» **STUDY TEXT**
What are the chances that North Dakota will come at you two days in a row? Perhaps not high, but also not impossible, as I discovered earlier today.
Yesterday, a friend from New York City sent us a link from a Hyperallergic article about a protest over the plan to send the controversial statue of Teddy Roosevelt from the front of the American Museum of Natural History in NYC to the forthcoming Theodore Roosevelt Presidential Library. The site for the library is on seized Indigenous land in North Dakota.
After reading the Hyperallergic article, I crawled into a prairie dog hole on the TRPL website. The building site is near Medora, N.D., and TR's ranch and the Theodore Roosevelt National Park, Much of that land was seized in the Treaty of Fort Laramie (1851). Rather like all of the other Indigenous land in North America that was bought, stolen, or seized from the Native Americans.

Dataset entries
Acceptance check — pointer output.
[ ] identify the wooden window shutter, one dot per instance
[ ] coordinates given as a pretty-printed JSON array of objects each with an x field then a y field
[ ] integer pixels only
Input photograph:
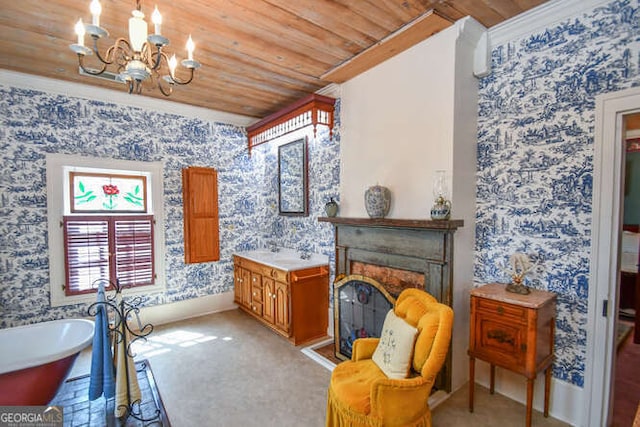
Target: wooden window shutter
[
  {"x": 201, "y": 229},
  {"x": 91, "y": 243},
  {"x": 86, "y": 244},
  {"x": 133, "y": 248}
]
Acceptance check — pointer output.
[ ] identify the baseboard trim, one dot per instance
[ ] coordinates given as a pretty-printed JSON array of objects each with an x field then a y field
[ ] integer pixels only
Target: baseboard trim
[
  {"x": 181, "y": 310},
  {"x": 308, "y": 351},
  {"x": 565, "y": 402}
]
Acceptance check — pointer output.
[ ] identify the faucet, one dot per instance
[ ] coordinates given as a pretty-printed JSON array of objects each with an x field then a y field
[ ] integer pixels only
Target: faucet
[{"x": 304, "y": 251}]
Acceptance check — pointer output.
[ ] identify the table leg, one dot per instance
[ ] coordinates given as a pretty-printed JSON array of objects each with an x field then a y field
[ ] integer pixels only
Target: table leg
[
  {"x": 472, "y": 371},
  {"x": 547, "y": 389},
  {"x": 492, "y": 379},
  {"x": 530, "y": 382}
]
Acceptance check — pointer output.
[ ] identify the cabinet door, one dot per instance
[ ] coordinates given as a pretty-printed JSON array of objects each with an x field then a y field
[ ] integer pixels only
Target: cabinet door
[
  {"x": 269, "y": 298},
  {"x": 246, "y": 288},
  {"x": 282, "y": 307},
  {"x": 237, "y": 284},
  {"x": 200, "y": 202}
]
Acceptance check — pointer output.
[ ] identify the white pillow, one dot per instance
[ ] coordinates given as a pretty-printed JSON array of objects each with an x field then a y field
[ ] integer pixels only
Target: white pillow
[{"x": 395, "y": 349}]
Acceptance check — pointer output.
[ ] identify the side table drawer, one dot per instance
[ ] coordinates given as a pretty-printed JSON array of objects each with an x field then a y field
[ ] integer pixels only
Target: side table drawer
[
  {"x": 489, "y": 307},
  {"x": 503, "y": 342}
]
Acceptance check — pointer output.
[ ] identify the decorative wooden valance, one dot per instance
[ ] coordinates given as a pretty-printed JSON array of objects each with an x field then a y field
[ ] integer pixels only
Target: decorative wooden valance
[{"x": 311, "y": 110}]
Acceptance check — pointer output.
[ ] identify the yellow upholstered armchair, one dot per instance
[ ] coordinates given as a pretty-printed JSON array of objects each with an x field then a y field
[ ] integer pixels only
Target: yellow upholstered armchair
[{"x": 361, "y": 394}]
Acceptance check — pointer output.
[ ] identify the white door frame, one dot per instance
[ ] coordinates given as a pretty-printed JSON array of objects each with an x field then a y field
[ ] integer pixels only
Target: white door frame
[{"x": 605, "y": 264}]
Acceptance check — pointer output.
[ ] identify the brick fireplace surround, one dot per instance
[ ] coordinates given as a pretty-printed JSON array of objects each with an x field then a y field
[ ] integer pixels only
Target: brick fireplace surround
[{"x": 399, "y": 254}]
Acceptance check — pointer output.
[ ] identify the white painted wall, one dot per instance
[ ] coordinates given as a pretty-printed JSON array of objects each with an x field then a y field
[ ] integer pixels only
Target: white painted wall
[
  {"x": 421, "y": 117},
  {"x": 399, "y": 133}
]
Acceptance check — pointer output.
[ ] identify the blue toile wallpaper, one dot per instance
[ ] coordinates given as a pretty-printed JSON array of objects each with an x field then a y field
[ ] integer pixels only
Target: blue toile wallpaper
[
  {"x": 535, "y": 158},
  {"x": 34, "y": 123}
]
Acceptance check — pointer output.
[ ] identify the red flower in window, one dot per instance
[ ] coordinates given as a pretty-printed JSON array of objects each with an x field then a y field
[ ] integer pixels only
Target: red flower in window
[{"x": 110, "y": 190}]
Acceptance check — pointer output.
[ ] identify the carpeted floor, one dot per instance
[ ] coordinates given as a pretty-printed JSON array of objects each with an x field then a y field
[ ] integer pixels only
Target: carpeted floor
[
  {"x": 225, "y": 369},
  {"x": 626, "y": 389},
  {"x": 80, "y": 411}
]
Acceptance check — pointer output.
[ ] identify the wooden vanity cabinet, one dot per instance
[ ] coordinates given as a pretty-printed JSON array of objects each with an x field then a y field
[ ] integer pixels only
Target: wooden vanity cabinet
[{"x": 294, "y": 304}]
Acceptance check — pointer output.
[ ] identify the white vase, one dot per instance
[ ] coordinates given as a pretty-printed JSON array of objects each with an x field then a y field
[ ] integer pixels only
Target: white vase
[{"x": 377, "y": 201}]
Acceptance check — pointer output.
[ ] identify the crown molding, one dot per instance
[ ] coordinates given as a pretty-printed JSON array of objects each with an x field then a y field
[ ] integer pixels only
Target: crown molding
[
  {"x": 45, "y": 84},
  {"x": 538, "y": 19},
  {"x": 333, "y": 90}
]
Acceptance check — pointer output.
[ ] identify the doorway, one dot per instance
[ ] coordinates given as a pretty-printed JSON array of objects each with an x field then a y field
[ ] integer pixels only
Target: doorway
[
  {"x": 608, "y": 191},
  {"x": 626, "y": 384}
]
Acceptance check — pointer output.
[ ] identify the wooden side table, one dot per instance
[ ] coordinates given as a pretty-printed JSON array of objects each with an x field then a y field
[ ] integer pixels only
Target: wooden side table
[{"x": 514, "y": 332}]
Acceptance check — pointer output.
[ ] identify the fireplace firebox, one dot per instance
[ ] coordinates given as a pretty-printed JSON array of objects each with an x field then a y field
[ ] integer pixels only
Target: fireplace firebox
[{"x": 361, "y": 305}]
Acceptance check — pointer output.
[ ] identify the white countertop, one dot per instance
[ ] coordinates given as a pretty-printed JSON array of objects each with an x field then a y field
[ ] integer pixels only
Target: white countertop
[{"x": 285, "y": 259}]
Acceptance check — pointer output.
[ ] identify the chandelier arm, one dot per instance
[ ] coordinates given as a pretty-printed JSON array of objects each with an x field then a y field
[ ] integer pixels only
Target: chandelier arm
[
  {"x": 184, "y": 82},
  {"x": 90, "y": 70},
  {"x": 104, "y": 59}
]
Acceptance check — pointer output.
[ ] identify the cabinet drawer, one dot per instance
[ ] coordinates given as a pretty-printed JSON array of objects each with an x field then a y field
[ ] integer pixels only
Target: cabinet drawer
[
  {"x": 256, "y": 293},
  {"x": 501, "y": 341},
  {"x": 501, "y": 309},
  {"x": 256, "y": 308}
]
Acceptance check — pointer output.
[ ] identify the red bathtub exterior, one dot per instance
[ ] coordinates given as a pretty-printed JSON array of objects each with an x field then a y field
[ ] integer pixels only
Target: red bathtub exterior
[{"x": 36, "y": 385}]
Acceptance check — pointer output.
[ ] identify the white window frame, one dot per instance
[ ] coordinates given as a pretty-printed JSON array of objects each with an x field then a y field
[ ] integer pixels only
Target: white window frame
[{"x": 58, "y": 192}]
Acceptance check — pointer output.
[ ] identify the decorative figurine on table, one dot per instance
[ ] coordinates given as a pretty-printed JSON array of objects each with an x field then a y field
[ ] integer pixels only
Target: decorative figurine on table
[{"x": 520, "y": 266}]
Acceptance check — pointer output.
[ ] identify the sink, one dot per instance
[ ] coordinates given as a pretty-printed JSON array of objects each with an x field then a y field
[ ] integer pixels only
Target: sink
[{"x": 284, "y": 259}]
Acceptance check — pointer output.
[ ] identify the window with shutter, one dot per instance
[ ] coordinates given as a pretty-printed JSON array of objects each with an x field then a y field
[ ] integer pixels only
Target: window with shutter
[{"x": 103, "y": 215}]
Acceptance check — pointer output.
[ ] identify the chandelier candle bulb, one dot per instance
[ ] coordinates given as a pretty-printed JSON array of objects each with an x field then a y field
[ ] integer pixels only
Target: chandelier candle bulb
[
  {"x": 190, "y": 48},
  {"x": 156, "y": 18},
  {"x": 80, "y": 32},
  {"x": 173, "y": 62},
  {"x": 96, "y": 10},
  {"x": 137, "y": 30}
]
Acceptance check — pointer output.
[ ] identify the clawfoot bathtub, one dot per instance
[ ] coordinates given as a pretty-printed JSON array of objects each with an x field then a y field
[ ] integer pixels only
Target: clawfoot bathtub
[{"x": 35, "y": 359}]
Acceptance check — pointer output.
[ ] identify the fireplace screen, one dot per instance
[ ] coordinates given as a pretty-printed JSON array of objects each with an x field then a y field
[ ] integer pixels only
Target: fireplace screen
[{"x": 360, "y": 307}]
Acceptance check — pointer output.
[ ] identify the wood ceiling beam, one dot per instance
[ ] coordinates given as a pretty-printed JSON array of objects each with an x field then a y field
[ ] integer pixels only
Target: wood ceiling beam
[{"x": 409, "y": 35}]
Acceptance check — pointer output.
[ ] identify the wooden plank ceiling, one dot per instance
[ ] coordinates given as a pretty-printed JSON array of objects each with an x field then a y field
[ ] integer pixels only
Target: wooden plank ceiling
[{"x": 257, "y": 56}]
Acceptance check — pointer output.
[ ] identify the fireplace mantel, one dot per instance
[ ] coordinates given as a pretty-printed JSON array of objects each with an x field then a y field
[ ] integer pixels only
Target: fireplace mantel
[
  {"x": 396, "y": 223},
  {"x": 404, "y": 250}
]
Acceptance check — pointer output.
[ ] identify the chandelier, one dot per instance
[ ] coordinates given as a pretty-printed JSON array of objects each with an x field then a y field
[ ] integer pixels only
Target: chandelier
[{"x": 140, "y": 58}]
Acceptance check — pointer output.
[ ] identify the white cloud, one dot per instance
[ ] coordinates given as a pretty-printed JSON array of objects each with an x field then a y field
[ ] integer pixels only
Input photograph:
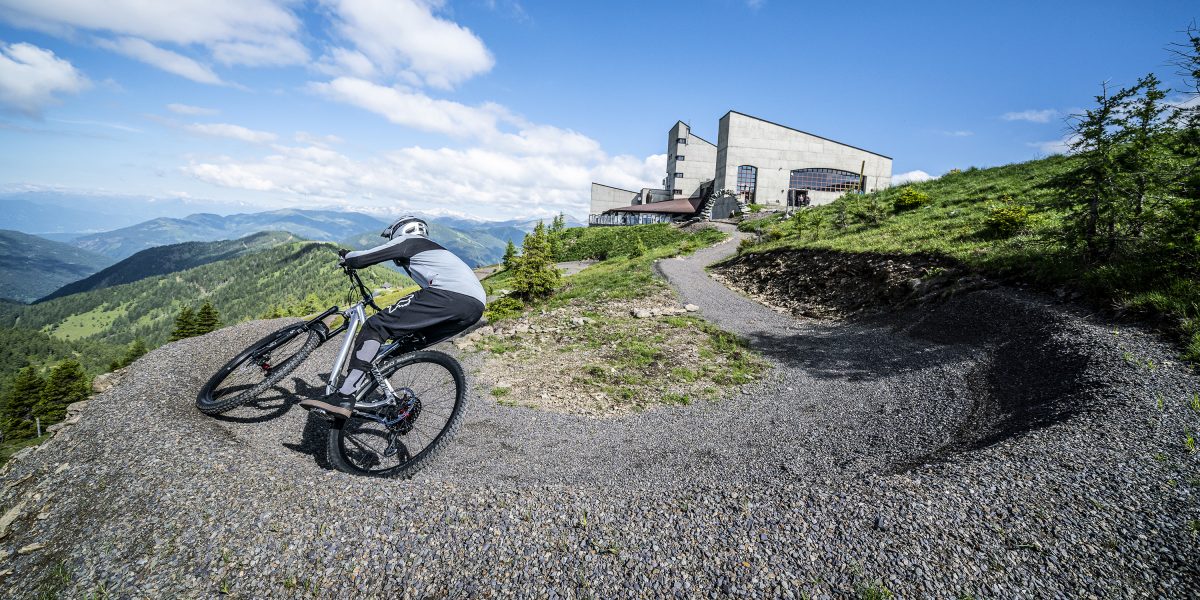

» **WHAT TO WORK ON**
Could you continue the post about the Theodore Roosevelt Presidential Library from the point where it stops?

» **ANSWER**
The book I am currently reading is Breakfast with Buddha by Roland Merullo (2007). It was recommended by Dorothy when I mentioned that I had really enjoyed his The delight of being ordinary, about a road trip by Pope Francis and the Dalai Lama. Breakfast with Buddha is also about a road trip, about Otto Ringling who drives to North Dakota to empty his childhood home after his parents are killed in a traffic accident. He was supposed to take his wacky sister but she substitutes a somewhat inscrutable Rinpoche. An "inscrutable Rinpoche" may be inherently redundant.
While the Rinpoche is meditating before they set off for a day's journey, Otto sinks into a couple hours of morning television at their hotel. As he's speculating about the sordid and exposed lives of the guests on the talk show, he remembers what his father said about North Dakota as the family returned from a sun festival at one of the Indian reservations in North Dakota.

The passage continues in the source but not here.